• Aim: Rewrite the rows below, from the line containing "Where can the rear door window" through the end of the rows, requests included. Shift every coordinate in the answers by adding -61 to each number, leaving the requests and their format samples unchanged.

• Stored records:
— BEGIN —

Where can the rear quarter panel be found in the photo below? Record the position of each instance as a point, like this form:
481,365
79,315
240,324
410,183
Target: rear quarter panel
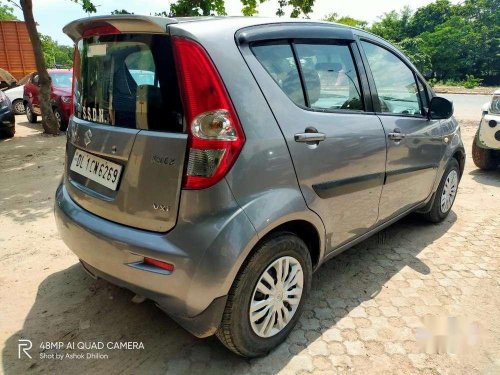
263,179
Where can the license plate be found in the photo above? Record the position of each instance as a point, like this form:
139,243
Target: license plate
96,169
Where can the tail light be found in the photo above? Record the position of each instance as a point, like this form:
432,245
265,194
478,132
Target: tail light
76,67
215,134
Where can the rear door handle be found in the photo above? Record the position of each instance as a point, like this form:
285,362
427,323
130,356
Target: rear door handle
309,137
396,135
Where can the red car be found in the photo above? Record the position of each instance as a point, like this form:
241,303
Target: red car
60,96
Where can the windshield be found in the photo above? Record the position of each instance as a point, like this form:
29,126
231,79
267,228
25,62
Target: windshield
62,80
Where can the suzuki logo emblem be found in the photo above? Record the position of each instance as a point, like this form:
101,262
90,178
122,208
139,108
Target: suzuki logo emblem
87,137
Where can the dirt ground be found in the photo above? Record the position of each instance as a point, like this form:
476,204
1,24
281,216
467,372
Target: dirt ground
365,314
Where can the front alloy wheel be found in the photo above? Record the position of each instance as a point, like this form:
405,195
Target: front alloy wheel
449,191
276,296
445,194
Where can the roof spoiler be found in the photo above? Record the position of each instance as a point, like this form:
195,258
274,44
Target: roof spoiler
125,23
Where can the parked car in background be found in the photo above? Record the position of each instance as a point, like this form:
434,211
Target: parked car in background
7,80
259,150
16,94
60,96
486,144
7,118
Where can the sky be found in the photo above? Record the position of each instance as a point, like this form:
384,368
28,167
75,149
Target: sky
52,15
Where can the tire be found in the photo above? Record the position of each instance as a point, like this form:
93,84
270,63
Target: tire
63,125
440,211
18,107
29,113
237,331
483,158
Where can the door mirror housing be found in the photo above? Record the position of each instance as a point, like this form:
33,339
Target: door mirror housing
440,108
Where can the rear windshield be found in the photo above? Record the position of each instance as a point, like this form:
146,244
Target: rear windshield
127,81
62,80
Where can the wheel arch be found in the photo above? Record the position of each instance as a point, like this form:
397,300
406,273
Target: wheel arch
459,156
303,229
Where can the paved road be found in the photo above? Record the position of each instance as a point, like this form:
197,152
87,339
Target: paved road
467,107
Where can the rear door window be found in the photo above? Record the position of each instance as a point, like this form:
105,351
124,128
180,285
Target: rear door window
279,61
395,82
330,76
325,78
127,81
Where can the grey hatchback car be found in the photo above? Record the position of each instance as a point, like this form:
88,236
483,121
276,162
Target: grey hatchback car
244,154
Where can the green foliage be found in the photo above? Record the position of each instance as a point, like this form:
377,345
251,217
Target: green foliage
6,12
471,82
345,20
56,54
428,17
193,8
414,49
121,11
87,5
250,7
451,41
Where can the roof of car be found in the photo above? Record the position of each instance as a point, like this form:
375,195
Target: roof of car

— END —

• Written solution:
Where can the rear door window be found in the photo above? Record the position of each instance as a point, like this form:
105,351
124,128
180,285
Target: rear door window
218,0
334,21
269,15
264,17
66,20
Where can the grey hatchback car be found in the photo above? Record the position of each instance as a point, like this form:
88,236
483,121
276,162
Target: grey hatchback car
183,93
Where can the green foliage be found in the photo above? Record the position of each instance as a point, like this form:
377,345
251,217
Target: green foliage
-55,-49
410,21
284,-41
-5,-7
367,-44
132,-53
353,-12
60,-50
26,-56
189,-54
390,-20
Where can the roof of car be found in the photo above? Record the position of each instance as a point, like this form:
375,195
Target: roof of car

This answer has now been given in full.